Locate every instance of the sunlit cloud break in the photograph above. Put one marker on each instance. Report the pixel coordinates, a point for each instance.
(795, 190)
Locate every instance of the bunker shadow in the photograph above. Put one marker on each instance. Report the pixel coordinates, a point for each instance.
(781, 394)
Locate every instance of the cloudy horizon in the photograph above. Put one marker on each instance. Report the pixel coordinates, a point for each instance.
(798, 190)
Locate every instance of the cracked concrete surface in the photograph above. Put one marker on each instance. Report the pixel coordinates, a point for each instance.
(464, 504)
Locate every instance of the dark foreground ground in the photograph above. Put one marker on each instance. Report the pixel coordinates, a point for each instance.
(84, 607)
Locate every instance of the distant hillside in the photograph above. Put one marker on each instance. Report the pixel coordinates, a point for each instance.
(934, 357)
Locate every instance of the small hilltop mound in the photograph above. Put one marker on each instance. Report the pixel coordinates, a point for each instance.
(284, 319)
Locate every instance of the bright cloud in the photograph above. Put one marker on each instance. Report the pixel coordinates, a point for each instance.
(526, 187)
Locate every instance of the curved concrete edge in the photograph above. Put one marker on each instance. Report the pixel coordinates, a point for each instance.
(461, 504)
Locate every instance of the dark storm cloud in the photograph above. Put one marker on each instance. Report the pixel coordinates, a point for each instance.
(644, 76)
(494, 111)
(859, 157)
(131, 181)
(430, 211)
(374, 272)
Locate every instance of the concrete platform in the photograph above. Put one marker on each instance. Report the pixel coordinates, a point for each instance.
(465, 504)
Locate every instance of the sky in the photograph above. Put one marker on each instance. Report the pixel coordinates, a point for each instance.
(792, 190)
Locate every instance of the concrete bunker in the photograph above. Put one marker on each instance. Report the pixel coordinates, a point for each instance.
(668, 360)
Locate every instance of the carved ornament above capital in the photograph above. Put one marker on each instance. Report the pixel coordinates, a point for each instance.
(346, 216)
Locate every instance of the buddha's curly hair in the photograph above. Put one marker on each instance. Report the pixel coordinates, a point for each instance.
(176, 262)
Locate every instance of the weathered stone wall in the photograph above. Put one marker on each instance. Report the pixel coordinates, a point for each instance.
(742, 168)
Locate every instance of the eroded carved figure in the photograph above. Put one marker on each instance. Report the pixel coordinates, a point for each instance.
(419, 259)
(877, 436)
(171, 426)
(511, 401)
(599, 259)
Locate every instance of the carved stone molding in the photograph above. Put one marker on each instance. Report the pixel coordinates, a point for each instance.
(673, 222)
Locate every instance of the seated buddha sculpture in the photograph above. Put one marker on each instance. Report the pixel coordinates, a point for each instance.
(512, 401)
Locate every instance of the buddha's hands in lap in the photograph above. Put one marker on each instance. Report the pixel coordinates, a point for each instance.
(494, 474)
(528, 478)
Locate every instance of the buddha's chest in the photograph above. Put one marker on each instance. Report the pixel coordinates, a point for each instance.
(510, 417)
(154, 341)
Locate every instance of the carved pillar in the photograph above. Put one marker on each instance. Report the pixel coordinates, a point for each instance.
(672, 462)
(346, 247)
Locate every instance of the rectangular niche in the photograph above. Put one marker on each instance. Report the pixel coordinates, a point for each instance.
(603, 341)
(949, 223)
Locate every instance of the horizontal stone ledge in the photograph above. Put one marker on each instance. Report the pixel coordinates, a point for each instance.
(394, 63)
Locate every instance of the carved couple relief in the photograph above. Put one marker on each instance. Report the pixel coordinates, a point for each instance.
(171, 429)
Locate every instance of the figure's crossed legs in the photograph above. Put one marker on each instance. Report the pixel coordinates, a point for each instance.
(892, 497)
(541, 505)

+===+

• DESCRIPTION OF THE TASK:
Retype every line above word for word, leaving nothing out and changing nothing.

• WRITTEN RESPONSE:
Locate every instance of the sunlit cloud break in the photograph above. Put one marker on each instance. Report the pixel coordinates, a point for each instance.
(795, 190)
Locate every instance of the bunker shadow in the photograph above. Put one marker on each instance. Report the pixel coordinates, a point for each instance.
(781, 394)
Locate every instance of the cloudy horizon in the photograph above. Put one marker on each instance. Report the pixel coordinates, a point for each instance.
(798, 190)
Locate every instance of the cracked concrete surface in the photograph above. Put one marker on each instance. Report the pixel coordinates, a point for each instance.
(464, 504)
Locate every instance of the dark foreground ground in the photograph above. Put one marker on each instance. Report the pixel coordinates, a point for each instance.
(84, 607)
Locate every instance of the distant hillside in the photograph above. Put one marker on each instance. Report the pixel coordinates, a point for each instance.
(934, 357)
Locate every instance of the small hilltop mound in the photograph above. Put one marker on each instance. Report the pixel coordinates, a point for each instance.
(284, 319)
Locate every instance of the bright cloud in the photograph above. Put one marker on each instance. Report the pixel coordinates, a point for each instance.
(526, 187)
Locate every instance of the curved concrete edge in the photograph above. Put one marker on each instance. Report the pixel coordinates, a point for each instance.
(461, 504)
Locate every instance of the dark storm cloud in the photograph above. Put one marker on each instance. Report the pixel coordinates, a point for each instance.
(644, 76)
(494, 111)
(859, 157)
(131, 181)
(430, 211)
(374, 272)
Locate every instance of the concrete platform in the photograph above. Put one marker on each instance. Report the pixel coordinates, a point for each instance.
(465, 504)
Locate every instance of the sky in the photograph above. Put one marker on each instance. Report the pixel coordinates, a point for each instance.
(792, 190)
Locate every instance of the concrete bunker in the photograph above. Put one marker on each instance. Report the pixel coordinates, a point for each instance.
(668, 360)
Locate every instance of the carved ornament above capital in the photograph above. Put one marker on each instance. Report the pixel coordinates, a point for each instance.
(346, 216)
Locate every instance of the buddha's curly hair in the photograph above. Put one marker on each instance. Report the pixel coordinates, a point for each instance.
(176, 262)
Locate every instance of the weathered stone wall in the photograph above. Put one marker on each instance. Report the pixel coordinates, a point for each instance.
(742, 168)
Locate every instance of the eroded carved figure in the photograph above. Put one marker on each instance. Report the pixel coordinates, a point for each instance.
(419, 259)
(877, 436)
(171, 426)
(511, 401)
(599, 259)
Locate every instance of the carved stone molding in the photograph above. Put one marker on each instance. Report the pixel coordinates, a point for each instance.
(673, 222)
Locate every instance of the seated buddha sculpture in the photograph above. Put one marker on each instance. Report the pixel coordinates, a point for each instance.
(512, 401)
Locate every instance of the buddha's hands in lap in the photograph above. Put one marker on each instance. Report the pixel coordinates, a point for each instance.
(494, 474)
(528, 478)
Locate every instance of the buddha's chest in the photograph above. Put one marker on each instance. Report the pixel coordinates, a point for each instance.
(510, 417)
(154, 341)
Locate every instance of the carved pillar in the photograph above. Put one marker on each instance. Report the pixel coordinates, a point for each instance.
(672, 462)
(346, 247)
Locate every instance of the rectangular niche in the photograph above. Put one marker on each instance. Report the pixel coordinates, a point for each instance.
(603, 341)
(949, 223)
Locate every instance of the horizontal stone ledge in the photograph above. Put one marker on each instance. Report the pixel coordinates, a point for each instance.
(394, 63)
Locate every instance of the carved couple relief in the photograph above. Put one marker on each instance. Report the pixel coordinates, a point for each instance.
(171, 429)
Locate every instance of the figure's crossed legs in the photograph above. Put one marker on each instance. Report the pixel coordinates, a point for each instance.
(892, 497)
(541, 505)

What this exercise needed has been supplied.